__Information shown__
┌────────

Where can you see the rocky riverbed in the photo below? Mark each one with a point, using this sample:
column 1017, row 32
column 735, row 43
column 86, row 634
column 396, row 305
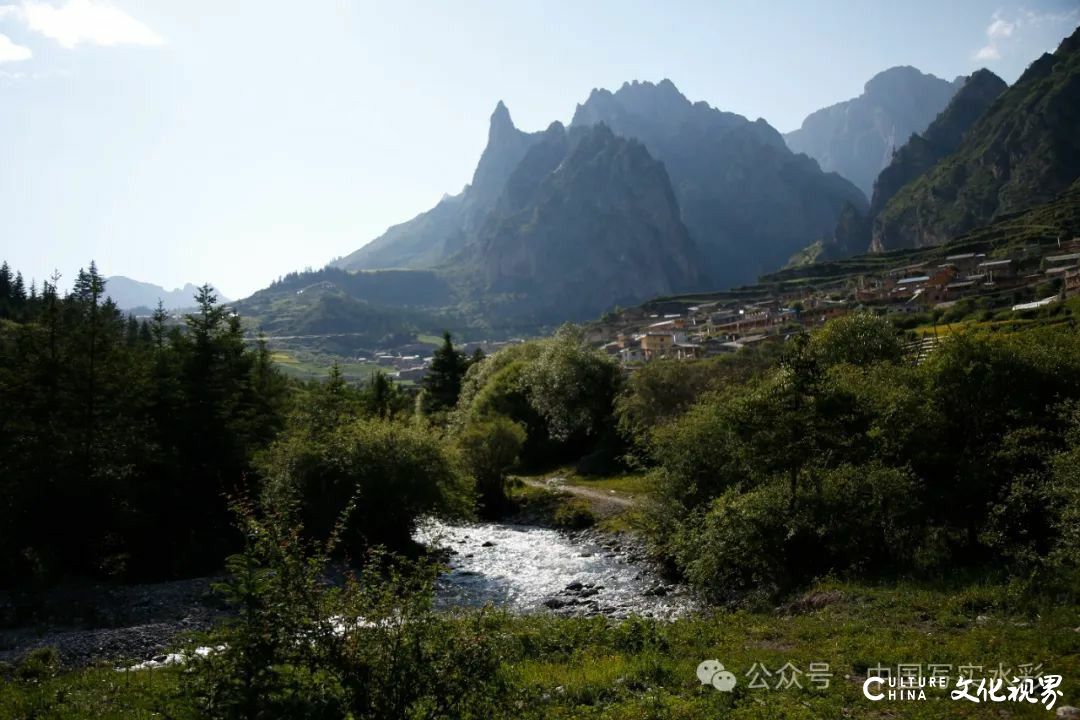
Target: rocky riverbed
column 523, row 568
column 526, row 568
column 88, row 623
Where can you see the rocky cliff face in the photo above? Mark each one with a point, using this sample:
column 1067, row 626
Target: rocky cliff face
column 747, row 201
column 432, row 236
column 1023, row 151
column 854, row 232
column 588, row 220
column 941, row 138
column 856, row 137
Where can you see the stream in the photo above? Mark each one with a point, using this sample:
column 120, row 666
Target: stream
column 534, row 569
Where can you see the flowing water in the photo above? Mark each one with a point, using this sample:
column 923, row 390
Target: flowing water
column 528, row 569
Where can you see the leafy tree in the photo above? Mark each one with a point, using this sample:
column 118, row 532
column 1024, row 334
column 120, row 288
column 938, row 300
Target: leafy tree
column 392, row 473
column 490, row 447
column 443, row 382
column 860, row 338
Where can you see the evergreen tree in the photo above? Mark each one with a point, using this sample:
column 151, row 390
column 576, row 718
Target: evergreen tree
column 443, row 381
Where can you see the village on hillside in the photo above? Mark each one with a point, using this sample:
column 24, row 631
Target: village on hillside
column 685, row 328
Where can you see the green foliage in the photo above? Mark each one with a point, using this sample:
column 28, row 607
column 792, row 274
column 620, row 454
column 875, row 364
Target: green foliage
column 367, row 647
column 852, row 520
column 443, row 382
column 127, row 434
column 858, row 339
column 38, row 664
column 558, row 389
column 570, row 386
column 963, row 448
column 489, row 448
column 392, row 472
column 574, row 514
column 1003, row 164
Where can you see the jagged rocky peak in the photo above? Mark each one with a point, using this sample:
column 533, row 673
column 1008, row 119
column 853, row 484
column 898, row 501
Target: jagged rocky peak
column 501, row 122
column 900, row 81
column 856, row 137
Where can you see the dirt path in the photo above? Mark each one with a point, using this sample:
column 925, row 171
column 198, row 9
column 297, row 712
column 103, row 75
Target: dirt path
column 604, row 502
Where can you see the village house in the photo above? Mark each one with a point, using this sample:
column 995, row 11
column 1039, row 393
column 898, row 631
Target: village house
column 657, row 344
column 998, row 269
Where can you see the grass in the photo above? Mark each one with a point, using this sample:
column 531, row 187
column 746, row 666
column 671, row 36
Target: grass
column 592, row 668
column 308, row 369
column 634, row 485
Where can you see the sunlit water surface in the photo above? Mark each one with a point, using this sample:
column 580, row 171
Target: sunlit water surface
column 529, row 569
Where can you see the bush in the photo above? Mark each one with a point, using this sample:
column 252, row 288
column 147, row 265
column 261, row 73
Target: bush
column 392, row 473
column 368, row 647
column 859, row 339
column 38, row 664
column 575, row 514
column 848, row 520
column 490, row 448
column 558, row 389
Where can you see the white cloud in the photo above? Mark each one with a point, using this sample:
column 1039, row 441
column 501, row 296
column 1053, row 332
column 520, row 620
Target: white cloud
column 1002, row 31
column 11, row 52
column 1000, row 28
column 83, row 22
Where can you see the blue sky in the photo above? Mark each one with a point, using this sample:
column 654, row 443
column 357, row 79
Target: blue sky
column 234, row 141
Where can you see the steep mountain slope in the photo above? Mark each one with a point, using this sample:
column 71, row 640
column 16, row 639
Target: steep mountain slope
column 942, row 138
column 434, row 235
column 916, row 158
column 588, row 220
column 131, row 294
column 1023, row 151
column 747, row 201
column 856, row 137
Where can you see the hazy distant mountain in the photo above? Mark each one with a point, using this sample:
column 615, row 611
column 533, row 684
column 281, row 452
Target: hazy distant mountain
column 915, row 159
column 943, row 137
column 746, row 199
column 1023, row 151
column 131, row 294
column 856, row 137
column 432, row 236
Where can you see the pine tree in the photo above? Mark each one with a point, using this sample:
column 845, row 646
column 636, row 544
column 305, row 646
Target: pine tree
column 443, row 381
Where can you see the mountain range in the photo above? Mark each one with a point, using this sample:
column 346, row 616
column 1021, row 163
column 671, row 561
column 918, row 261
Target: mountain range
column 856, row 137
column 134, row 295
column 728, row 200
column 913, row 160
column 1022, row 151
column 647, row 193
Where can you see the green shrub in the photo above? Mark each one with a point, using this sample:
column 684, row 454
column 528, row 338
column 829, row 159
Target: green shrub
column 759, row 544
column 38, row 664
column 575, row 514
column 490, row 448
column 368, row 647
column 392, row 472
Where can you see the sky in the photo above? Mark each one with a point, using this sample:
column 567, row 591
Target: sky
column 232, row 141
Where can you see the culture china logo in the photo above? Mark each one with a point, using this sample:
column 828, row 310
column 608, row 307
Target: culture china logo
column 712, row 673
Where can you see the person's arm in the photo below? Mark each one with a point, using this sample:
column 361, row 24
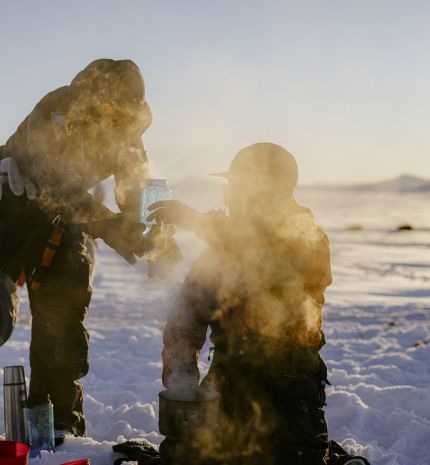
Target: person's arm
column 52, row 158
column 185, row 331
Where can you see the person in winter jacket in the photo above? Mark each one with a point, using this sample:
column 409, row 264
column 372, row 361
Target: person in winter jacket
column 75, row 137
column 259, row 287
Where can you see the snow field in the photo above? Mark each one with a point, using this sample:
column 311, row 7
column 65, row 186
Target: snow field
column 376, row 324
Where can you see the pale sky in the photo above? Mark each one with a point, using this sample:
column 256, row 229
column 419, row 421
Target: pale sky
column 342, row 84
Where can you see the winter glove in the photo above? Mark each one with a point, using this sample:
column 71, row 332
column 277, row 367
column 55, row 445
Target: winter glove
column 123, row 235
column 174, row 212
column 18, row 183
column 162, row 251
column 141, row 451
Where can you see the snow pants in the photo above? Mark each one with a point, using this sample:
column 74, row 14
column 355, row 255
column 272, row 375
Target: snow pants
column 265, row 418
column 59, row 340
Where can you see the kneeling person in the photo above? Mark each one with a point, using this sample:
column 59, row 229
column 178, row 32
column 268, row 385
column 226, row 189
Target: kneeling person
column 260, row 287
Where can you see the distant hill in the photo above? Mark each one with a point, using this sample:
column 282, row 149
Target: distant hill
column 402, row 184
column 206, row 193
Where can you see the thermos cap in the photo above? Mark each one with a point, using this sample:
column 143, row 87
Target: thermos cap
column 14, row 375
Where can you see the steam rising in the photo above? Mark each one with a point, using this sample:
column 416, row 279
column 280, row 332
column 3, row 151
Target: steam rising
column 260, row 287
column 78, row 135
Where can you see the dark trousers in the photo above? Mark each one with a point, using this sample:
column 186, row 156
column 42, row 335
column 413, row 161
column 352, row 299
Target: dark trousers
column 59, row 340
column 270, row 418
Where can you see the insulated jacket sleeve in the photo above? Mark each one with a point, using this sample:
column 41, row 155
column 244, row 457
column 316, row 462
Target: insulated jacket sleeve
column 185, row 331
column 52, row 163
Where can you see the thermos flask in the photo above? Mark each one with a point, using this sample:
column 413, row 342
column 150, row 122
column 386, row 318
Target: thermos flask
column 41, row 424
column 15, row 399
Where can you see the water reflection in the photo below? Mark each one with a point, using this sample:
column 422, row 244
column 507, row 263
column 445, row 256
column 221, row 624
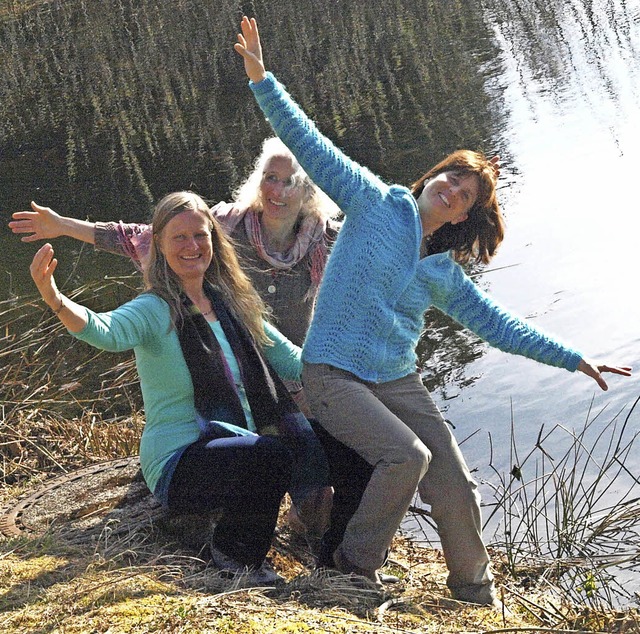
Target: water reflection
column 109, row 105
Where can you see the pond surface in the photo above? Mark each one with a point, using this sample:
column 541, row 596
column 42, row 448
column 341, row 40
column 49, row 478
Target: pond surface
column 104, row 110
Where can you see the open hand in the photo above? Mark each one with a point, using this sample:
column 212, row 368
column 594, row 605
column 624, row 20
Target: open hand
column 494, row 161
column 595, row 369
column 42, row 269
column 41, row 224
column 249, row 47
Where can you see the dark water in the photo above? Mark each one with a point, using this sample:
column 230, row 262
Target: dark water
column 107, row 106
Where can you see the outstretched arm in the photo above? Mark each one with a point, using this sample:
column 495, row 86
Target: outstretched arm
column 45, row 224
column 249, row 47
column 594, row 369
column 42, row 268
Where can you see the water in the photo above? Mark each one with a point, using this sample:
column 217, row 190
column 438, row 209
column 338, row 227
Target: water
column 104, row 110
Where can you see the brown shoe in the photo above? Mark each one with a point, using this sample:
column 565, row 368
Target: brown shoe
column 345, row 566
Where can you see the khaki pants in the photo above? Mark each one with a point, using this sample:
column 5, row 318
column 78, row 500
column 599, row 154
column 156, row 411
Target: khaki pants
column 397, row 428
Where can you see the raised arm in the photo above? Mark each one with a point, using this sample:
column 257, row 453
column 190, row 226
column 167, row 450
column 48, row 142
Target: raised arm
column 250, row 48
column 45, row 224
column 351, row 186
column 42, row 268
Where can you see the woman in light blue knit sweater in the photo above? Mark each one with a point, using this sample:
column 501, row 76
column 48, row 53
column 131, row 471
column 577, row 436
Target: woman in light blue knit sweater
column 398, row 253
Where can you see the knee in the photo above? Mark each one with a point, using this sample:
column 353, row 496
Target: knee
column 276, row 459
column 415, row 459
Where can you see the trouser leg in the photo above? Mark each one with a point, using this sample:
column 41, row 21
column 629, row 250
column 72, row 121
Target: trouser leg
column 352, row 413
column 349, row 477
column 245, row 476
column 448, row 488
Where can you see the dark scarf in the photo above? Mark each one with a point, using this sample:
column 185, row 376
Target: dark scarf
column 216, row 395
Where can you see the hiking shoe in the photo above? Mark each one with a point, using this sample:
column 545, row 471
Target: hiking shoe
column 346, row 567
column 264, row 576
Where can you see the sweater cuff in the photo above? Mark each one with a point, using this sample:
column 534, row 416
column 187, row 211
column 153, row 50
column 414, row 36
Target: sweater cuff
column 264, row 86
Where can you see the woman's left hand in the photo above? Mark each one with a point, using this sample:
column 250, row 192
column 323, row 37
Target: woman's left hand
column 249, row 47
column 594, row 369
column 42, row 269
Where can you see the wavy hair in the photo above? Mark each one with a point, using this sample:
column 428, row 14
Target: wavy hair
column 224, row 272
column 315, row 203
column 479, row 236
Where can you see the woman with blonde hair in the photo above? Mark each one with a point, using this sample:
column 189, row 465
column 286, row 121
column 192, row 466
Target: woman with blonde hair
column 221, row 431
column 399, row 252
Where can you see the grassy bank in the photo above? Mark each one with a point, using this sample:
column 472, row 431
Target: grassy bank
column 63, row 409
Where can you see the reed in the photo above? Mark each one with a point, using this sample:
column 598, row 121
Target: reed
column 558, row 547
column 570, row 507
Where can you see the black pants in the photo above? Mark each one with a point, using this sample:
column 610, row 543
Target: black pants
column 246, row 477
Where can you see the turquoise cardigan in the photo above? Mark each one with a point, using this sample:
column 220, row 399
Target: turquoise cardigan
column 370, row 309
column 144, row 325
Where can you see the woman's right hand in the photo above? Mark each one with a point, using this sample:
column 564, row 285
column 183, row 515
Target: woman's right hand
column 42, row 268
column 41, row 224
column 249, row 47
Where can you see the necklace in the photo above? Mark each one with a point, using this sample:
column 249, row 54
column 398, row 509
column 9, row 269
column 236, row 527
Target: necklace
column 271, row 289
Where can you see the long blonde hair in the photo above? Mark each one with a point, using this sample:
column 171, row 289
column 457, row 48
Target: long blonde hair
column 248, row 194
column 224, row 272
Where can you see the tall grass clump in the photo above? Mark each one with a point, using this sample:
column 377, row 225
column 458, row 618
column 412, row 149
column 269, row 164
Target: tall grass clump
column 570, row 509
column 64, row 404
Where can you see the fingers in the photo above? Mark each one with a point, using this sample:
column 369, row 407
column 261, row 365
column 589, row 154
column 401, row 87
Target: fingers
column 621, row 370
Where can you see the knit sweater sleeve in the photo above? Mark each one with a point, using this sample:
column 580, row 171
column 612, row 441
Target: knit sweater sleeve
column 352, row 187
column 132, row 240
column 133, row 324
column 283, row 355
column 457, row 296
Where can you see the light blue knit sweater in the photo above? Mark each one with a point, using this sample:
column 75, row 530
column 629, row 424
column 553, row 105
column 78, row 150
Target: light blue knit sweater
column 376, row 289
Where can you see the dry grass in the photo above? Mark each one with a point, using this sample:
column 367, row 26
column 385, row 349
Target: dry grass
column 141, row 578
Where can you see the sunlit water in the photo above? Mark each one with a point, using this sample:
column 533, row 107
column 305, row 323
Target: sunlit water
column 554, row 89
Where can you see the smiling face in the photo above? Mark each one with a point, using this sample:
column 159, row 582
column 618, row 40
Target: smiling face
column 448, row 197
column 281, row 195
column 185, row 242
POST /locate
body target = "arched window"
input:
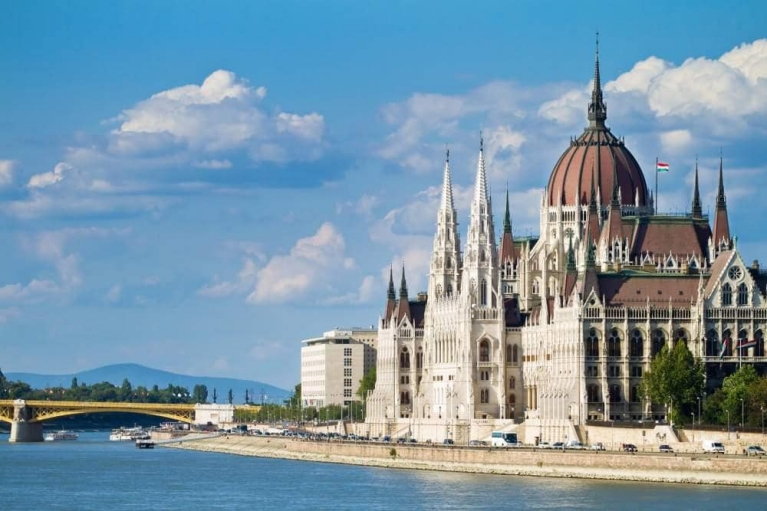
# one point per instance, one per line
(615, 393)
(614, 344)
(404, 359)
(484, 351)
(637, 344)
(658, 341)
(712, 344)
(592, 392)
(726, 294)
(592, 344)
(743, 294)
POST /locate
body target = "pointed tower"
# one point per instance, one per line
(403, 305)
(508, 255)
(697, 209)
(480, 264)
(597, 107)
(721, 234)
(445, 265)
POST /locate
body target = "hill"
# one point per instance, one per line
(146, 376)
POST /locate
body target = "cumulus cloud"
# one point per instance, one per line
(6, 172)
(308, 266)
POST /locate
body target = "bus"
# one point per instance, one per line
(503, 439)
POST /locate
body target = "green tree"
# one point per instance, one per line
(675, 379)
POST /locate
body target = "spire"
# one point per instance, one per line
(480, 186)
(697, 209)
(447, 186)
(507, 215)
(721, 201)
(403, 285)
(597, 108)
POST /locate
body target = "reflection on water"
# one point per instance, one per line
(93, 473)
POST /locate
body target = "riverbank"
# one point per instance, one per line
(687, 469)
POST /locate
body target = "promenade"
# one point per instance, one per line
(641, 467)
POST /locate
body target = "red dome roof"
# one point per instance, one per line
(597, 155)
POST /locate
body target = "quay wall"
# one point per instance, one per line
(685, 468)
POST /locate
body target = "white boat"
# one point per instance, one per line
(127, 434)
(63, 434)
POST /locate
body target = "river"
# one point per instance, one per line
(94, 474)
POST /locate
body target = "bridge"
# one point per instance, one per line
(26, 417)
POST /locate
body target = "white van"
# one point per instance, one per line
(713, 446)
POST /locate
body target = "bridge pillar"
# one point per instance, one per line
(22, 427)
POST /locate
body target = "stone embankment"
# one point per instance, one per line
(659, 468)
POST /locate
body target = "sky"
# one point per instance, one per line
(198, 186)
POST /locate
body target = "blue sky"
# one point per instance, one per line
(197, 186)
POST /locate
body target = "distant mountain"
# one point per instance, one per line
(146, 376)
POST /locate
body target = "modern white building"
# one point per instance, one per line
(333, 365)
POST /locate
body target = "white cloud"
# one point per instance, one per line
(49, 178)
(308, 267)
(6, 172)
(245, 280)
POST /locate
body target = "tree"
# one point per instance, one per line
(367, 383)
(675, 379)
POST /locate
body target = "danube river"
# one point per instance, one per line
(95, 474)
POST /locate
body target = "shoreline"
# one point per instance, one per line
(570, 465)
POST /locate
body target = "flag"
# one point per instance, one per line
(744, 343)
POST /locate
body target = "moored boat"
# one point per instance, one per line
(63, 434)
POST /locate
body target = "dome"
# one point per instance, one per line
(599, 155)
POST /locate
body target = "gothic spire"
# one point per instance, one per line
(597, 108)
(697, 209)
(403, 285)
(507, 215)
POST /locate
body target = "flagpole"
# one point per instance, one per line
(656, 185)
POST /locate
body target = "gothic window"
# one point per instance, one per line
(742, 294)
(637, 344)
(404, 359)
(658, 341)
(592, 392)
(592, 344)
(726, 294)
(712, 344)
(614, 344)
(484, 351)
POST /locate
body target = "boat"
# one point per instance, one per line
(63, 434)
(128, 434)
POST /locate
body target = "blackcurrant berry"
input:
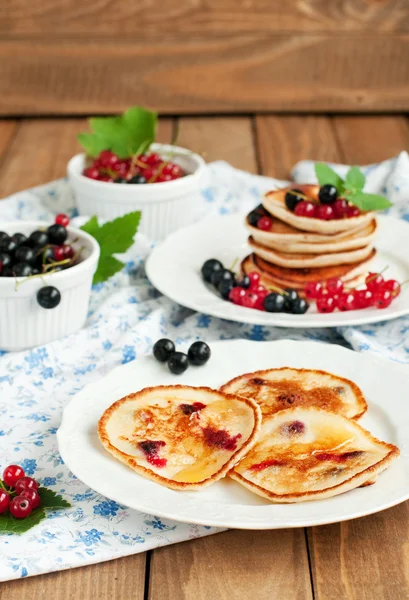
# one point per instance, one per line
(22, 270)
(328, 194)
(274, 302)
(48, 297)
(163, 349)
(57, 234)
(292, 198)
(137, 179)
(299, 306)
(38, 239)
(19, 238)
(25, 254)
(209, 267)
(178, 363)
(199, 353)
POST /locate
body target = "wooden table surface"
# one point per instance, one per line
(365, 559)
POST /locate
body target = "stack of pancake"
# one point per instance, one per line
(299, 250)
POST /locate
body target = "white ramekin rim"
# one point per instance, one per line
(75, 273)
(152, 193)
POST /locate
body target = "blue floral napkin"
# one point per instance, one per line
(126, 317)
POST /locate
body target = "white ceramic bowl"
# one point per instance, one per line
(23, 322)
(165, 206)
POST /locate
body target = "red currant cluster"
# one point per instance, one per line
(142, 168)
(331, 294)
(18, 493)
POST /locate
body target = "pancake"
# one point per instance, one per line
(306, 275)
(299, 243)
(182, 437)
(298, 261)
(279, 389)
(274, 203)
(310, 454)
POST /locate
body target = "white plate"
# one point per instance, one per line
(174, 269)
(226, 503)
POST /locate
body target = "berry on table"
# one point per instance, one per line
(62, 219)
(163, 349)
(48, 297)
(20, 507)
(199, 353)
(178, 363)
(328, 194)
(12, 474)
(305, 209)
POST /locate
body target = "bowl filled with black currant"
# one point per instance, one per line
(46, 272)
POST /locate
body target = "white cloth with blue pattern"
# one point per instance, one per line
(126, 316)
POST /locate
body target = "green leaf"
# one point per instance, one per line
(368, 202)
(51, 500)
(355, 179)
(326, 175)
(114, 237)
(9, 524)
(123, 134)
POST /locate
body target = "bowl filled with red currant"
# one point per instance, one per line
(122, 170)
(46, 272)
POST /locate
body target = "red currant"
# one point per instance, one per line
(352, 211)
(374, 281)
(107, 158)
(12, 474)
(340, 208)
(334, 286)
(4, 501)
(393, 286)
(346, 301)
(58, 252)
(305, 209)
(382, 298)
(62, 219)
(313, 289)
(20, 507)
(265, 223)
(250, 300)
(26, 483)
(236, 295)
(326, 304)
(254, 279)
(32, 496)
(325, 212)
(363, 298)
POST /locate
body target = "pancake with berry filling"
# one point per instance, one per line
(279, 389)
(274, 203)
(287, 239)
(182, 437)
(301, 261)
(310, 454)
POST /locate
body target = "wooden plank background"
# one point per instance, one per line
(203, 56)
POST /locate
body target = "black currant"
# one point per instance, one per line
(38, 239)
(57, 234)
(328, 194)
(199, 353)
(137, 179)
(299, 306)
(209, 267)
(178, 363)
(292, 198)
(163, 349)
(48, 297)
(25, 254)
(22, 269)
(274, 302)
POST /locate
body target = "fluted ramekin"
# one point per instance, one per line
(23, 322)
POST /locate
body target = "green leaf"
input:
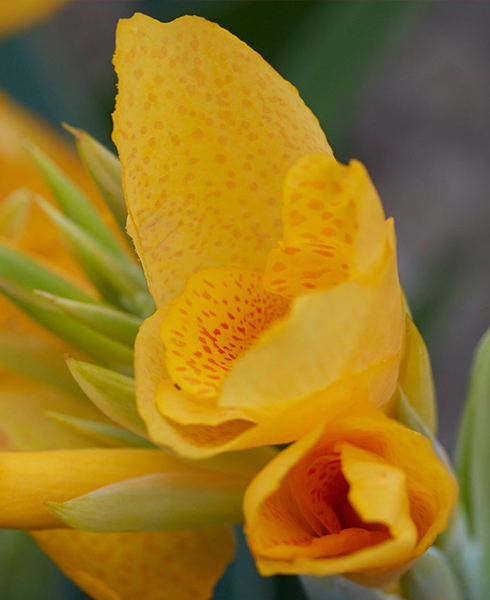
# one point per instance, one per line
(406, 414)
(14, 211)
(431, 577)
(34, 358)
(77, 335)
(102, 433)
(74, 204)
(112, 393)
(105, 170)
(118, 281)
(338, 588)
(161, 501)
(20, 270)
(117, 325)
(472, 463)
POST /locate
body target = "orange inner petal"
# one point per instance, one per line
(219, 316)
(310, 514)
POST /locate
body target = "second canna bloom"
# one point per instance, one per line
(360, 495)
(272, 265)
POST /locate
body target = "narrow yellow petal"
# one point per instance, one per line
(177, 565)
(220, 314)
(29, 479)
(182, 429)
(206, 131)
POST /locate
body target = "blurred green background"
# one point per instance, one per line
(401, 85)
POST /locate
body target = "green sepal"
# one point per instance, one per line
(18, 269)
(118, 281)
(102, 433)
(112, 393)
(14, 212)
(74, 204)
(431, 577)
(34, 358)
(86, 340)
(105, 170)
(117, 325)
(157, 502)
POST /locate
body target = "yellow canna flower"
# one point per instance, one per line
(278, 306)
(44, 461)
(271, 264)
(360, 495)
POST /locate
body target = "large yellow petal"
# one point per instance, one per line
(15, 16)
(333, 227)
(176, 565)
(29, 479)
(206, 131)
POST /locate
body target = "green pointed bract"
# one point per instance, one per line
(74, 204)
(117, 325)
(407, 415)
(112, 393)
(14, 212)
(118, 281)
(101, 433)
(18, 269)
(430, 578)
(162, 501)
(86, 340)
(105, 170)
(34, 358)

└────────

__What is needed__
Find every line above that contains the string "right", counting only matches with the same capitalization. Which are they? Copy each one out.

__Full answer__
Where can you see the woman's right hand in the photo above? Mark each one with a point, using this sample:
Target: woman's right hand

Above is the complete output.